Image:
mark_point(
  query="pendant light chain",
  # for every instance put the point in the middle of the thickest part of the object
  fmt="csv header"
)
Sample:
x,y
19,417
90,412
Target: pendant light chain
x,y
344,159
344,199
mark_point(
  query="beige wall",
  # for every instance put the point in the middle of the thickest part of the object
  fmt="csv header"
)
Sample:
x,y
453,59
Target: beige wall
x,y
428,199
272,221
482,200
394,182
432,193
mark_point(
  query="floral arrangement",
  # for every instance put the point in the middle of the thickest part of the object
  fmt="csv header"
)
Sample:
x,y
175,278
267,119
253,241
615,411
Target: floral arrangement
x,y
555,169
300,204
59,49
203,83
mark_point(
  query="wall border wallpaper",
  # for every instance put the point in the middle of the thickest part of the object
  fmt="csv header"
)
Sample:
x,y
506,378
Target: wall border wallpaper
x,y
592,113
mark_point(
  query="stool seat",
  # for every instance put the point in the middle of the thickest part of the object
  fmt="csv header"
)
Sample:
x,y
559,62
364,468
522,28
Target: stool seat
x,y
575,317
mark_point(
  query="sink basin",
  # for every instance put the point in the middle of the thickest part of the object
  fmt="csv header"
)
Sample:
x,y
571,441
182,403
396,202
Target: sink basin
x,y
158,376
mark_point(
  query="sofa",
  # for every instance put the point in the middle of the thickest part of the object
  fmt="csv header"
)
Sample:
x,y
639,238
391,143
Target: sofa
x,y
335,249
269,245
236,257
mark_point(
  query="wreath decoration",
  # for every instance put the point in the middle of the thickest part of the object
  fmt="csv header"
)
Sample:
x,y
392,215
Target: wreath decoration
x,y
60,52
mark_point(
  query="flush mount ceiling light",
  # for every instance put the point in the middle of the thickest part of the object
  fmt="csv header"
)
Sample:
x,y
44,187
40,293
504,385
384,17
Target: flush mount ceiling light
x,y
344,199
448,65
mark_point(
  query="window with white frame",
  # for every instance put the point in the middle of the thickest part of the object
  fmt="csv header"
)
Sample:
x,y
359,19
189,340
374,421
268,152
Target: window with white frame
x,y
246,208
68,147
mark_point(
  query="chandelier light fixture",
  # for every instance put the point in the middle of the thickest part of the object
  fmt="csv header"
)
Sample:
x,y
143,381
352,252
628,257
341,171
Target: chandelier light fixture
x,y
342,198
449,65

--

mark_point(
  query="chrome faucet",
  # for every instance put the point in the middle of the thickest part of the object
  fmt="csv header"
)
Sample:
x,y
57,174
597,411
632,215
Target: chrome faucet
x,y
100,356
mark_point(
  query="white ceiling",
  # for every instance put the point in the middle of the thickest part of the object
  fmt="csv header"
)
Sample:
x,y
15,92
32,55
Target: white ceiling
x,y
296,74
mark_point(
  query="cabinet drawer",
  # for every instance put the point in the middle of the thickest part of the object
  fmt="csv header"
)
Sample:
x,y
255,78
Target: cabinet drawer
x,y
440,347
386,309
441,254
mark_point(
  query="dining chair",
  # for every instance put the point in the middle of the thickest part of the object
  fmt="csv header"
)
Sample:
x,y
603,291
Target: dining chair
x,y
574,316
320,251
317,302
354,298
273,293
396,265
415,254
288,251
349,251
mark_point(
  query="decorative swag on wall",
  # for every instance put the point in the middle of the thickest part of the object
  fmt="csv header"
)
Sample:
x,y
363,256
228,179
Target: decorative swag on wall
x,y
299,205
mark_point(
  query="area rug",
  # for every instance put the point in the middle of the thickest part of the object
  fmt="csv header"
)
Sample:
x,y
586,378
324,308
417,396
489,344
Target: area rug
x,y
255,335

--

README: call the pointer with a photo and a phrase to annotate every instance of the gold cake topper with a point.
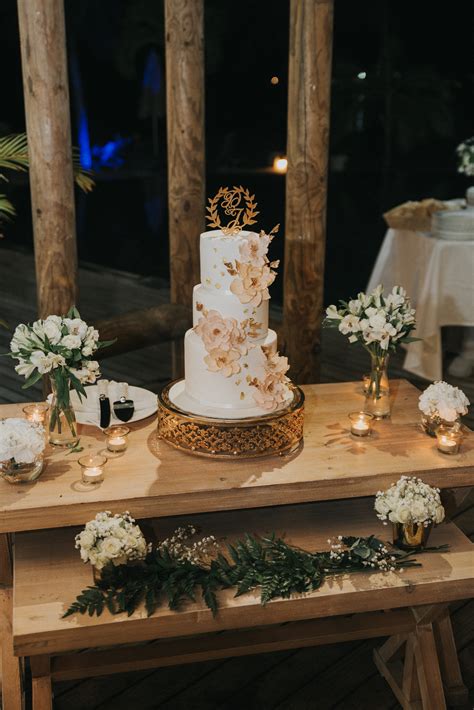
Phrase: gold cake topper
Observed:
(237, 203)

- _Task instructions_
Find each line in the data above with the word "topper", then copy it.

- _Output for this exercise_
README: call the pointer with a photo and a phrase to annotate every instance of the gold cake topper with a point.
Phrase: gold cake topper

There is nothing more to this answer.